*** Opening of TASK DATA ***

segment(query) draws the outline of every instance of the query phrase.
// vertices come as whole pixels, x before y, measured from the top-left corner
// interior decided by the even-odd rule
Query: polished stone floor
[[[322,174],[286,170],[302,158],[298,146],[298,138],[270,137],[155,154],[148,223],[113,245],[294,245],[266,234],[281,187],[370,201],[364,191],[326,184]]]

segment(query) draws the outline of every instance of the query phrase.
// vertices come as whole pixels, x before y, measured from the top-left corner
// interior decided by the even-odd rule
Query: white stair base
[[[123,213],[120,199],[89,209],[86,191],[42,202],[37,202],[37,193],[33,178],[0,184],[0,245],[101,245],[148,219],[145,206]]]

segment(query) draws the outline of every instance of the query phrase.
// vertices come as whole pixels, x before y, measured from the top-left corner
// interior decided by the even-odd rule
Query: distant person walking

*** Close of TASK DATA ***

EXERCISE BRIEF => The full set of records is to be written out once more, word for word.

ANSWER TO THIS TASK =>
segment(query) draws the outline of every instance of the query phrase.
// vertices come as whole pixels, x before y, measured from the top-left corner
// interior decided by the even-odd rule
Query: polished stone floor
[[[322,174],[286,170],[302,158],[298,146],[298,138],[270,137],[155,154],[148,223],[113,245],[294,245],[266,234],[281,187],[370,201],[364,191],[326,184]]]

segment(query) draws the outline of every instance of the query phrase.
// vertices come as whole pixels, x before y, measured from the top-left corner
// interior decided by the even-odd rule
Query: white stair base
[[[123,213],[120,199],[89,209],[86,191],[42,202],[37,202],[37,193],[33,178],[0,184],[0,245],[101,245],[148,219],[145,206]]]

segment(query) draws the outline of every instance of the query phrase.
// vertices come as whole pixels, x before y, measured from the top-left corner
// interior decided by the even-odd rule
Query: distant person walking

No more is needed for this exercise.